Problema A: No texto sobre Caetano Veloso, que novelas são dadas como exemplo de bandas sonoras com seleções de música brasileira?

Texto fornecido:
•••

Como continuas presente meu mestre Cê

PorPaulo Lobo Linhares,24 jan 2022 8:00

​Não me lembro de mim sem Caetano Veloso. Desde que a música, sussurrou-me baixinho que tinha nela uma companheira de sempre, lembro-me de ter Caetano Veloso sempre presente.

Naturalmente que primeiro nos discos dos meus pais, depois ia ouvindo nas novelas que íamos espreitando quando crianças, no tempo em que as bandas sonoras das mesmas eram elevadíssimas selecções de música brasileira, como a “Tieta do Agreste”, ou o “Bem-Amado” onde o mestre Vinícius ou Toquinho musicavam as estórias….

•••

Problema B: Apresenta numa tabela Markdown, com as colunas «Número» e «Linha», as linhas das entradas desde a que contém "Find the blurred" até à que contém "[61,0,92,212]", ambas incluídas. Deixa de fora as linhas em branco.

(Entradas de um conjunto de dados)

•••

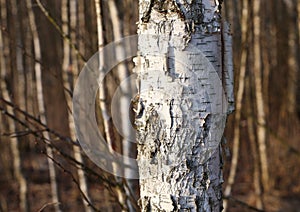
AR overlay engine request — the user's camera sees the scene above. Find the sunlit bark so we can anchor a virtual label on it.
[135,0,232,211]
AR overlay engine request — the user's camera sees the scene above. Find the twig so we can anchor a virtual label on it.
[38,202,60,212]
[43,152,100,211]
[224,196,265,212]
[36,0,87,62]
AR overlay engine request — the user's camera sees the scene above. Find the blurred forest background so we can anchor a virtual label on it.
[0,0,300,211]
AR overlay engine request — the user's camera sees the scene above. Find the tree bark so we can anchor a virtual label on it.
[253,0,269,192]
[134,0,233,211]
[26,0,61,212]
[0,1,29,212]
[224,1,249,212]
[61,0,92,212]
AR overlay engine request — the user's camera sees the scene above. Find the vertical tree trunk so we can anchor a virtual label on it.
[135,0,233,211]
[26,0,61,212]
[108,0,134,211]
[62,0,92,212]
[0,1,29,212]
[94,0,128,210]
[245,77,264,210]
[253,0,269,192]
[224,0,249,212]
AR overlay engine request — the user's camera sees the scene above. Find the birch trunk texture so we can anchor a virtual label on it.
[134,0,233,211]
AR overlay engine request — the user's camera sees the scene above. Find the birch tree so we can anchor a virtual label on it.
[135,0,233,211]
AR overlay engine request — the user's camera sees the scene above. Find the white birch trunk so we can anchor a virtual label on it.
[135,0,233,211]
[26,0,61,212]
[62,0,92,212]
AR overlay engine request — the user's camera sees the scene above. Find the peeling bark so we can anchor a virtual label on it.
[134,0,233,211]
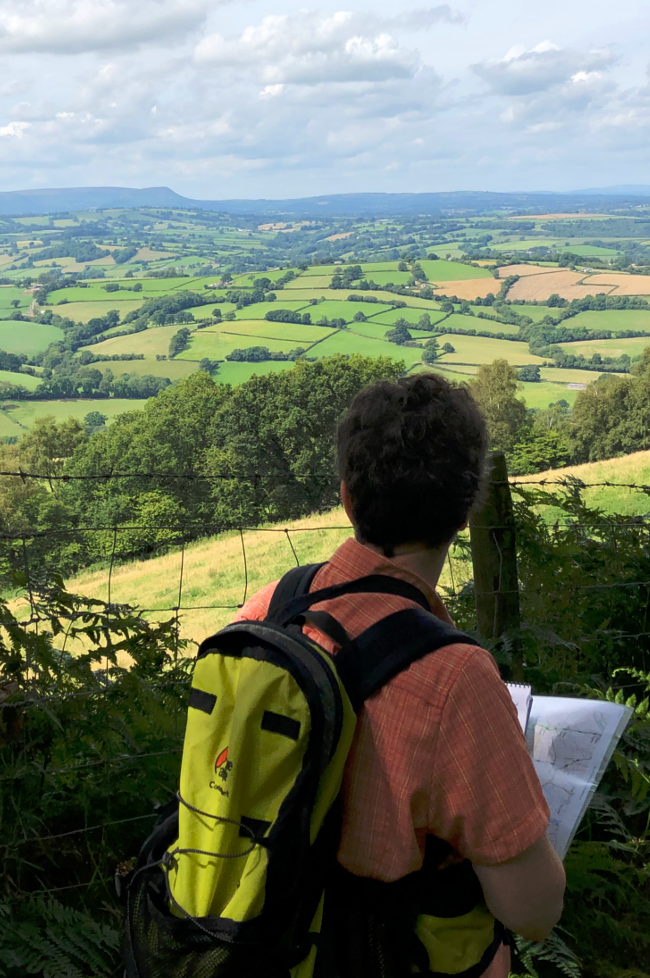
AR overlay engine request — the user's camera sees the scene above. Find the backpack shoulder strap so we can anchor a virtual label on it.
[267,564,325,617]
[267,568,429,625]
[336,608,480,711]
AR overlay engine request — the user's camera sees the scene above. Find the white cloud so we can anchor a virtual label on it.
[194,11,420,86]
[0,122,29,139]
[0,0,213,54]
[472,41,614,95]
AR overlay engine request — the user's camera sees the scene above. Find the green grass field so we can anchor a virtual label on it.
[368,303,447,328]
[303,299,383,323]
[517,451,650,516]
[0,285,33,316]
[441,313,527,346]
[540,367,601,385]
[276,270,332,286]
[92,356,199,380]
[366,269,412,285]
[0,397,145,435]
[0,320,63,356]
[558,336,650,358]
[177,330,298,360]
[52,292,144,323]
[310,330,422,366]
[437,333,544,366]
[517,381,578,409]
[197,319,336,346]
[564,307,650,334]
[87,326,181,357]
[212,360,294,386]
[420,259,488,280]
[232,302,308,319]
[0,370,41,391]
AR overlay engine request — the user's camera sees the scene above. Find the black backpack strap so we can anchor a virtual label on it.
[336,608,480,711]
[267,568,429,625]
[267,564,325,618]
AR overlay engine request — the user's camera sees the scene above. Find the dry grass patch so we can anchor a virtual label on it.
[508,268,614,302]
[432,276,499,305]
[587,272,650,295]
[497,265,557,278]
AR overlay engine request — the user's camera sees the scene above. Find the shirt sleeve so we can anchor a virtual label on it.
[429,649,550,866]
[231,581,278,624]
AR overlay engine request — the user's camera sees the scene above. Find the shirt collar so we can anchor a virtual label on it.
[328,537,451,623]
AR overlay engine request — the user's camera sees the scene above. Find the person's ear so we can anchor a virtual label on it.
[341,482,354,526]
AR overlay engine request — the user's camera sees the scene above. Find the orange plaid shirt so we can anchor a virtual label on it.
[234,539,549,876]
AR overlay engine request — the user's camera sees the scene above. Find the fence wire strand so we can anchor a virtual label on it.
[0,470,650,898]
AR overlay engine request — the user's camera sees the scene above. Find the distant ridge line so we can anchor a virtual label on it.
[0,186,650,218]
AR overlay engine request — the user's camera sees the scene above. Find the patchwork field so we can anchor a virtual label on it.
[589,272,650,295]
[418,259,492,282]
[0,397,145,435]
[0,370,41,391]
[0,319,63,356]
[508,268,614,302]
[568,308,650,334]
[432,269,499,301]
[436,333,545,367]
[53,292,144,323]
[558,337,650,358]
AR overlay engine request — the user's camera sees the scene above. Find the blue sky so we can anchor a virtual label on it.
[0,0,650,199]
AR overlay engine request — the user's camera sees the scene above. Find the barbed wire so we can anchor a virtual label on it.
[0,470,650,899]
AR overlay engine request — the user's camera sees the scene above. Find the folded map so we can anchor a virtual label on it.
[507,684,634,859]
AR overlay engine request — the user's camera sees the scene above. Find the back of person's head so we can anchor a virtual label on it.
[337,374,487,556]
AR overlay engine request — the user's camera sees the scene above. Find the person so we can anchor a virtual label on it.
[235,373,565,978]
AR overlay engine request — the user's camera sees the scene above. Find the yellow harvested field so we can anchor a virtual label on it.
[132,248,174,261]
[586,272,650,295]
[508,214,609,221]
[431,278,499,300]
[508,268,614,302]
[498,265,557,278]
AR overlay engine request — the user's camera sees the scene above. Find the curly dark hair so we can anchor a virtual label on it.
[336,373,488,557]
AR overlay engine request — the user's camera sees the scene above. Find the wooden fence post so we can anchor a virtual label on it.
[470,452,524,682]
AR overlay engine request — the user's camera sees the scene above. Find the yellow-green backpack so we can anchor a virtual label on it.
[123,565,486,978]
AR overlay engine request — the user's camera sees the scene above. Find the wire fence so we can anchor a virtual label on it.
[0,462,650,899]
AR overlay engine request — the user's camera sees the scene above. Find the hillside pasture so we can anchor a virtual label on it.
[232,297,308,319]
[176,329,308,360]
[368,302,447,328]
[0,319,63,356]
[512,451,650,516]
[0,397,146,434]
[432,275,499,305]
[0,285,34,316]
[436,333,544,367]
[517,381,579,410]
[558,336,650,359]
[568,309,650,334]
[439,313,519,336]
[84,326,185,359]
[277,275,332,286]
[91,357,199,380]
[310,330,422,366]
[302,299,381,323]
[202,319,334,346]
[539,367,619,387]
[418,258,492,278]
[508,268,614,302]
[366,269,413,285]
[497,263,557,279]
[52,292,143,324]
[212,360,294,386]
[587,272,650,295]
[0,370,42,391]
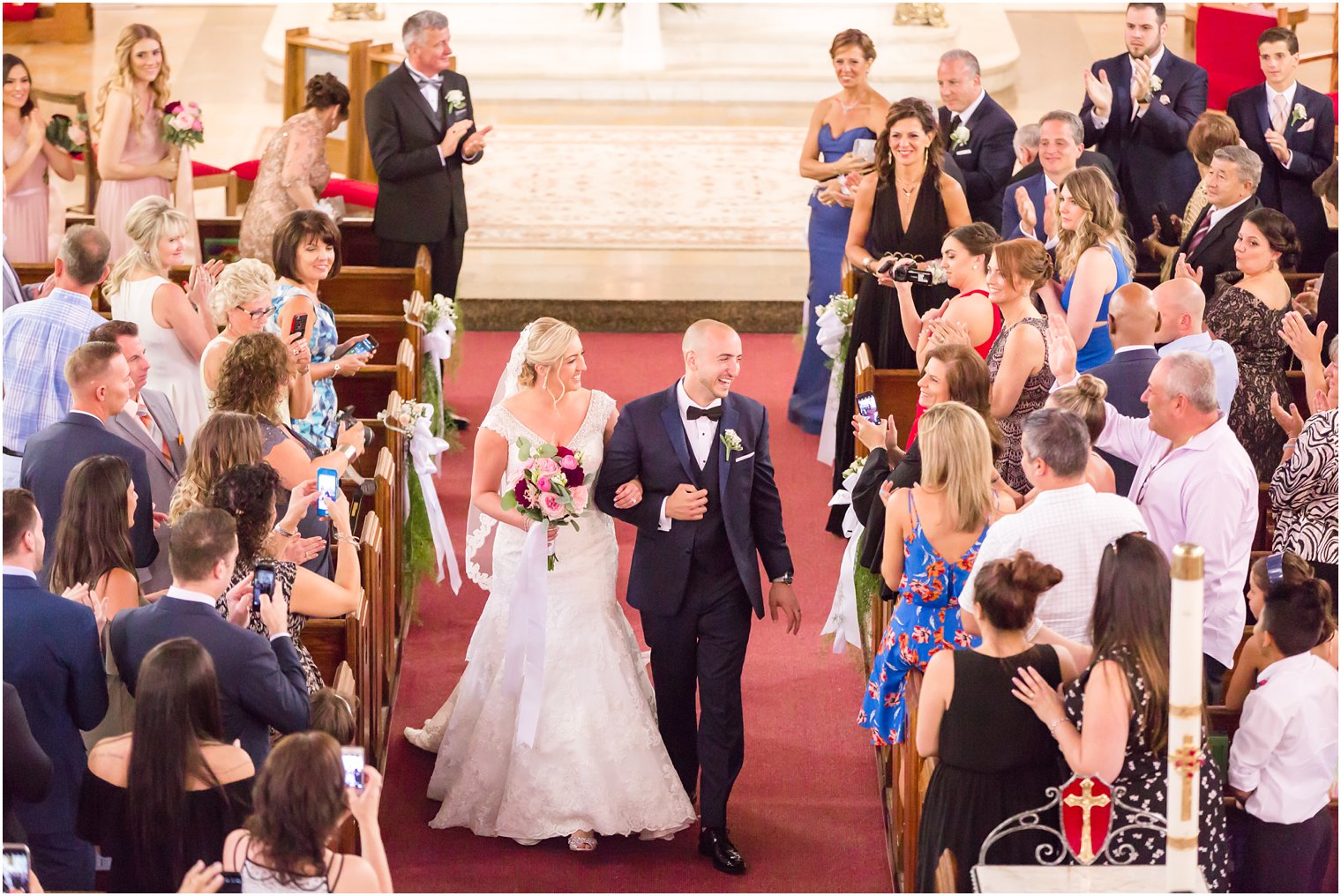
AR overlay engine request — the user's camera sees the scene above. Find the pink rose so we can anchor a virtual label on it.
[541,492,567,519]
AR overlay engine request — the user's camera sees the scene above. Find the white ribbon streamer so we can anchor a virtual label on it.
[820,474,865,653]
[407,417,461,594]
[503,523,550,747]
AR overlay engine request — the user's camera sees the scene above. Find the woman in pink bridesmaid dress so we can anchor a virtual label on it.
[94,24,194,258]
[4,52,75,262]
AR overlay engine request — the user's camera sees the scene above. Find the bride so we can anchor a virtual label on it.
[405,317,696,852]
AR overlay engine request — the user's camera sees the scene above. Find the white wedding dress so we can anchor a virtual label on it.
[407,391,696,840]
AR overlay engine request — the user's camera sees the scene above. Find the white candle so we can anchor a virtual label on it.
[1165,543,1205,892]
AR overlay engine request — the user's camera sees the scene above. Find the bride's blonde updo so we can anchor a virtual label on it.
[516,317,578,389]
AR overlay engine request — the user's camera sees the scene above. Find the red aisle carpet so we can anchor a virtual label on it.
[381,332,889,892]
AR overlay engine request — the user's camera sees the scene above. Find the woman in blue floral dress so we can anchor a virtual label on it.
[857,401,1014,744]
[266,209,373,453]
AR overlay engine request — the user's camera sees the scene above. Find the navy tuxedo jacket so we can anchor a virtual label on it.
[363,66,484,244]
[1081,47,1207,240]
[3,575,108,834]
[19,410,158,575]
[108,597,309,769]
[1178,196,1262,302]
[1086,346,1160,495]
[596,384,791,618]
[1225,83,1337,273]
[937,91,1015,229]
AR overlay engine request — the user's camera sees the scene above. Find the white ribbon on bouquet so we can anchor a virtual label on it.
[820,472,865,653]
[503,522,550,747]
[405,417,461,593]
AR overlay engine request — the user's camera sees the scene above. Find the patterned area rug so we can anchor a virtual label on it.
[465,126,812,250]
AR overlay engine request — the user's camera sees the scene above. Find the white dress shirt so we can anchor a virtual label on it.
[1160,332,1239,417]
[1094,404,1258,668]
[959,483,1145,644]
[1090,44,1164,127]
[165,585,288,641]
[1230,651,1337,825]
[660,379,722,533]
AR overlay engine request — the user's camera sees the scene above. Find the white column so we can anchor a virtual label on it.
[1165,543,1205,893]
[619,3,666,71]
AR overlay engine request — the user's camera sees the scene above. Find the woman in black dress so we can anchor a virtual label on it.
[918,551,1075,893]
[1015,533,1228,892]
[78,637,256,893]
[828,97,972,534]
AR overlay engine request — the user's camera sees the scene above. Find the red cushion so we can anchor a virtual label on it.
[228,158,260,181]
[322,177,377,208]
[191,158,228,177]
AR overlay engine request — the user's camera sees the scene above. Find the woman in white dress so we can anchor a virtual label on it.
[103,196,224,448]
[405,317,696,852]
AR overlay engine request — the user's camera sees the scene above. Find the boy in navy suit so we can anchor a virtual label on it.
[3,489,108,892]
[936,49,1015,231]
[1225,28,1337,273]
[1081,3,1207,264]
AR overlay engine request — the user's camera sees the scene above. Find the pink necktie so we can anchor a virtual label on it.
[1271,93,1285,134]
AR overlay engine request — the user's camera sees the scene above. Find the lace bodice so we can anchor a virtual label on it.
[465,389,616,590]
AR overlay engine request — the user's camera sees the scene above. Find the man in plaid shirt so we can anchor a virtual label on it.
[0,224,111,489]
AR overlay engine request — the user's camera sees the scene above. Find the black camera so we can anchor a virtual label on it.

•••

Resposta completa A: A “Tieta do Agreste” e o “Bem-Amado”.

Resposta completa B:
| Número | Linha |
|---|---|
| 1 | AR overlay engine request — the user's camera sees the scene above. Find the blurred forest background so we can anchor a virtual label on it. |
| 2 | [0,0,300,211] |
| 3 | AR overlay engine request — the user's camera sees the scene above. Find the tree bark so we can anchor a virtual label on it. |
| 4 | [253,0,269,192] |
| 5 | [134,0,233,211] |
| 6 | [26,0,61,212] |
| 7 | [0,1,29,212] |
| 8 | [224,1,249,212] |
| 9 | [61,0,92,212] |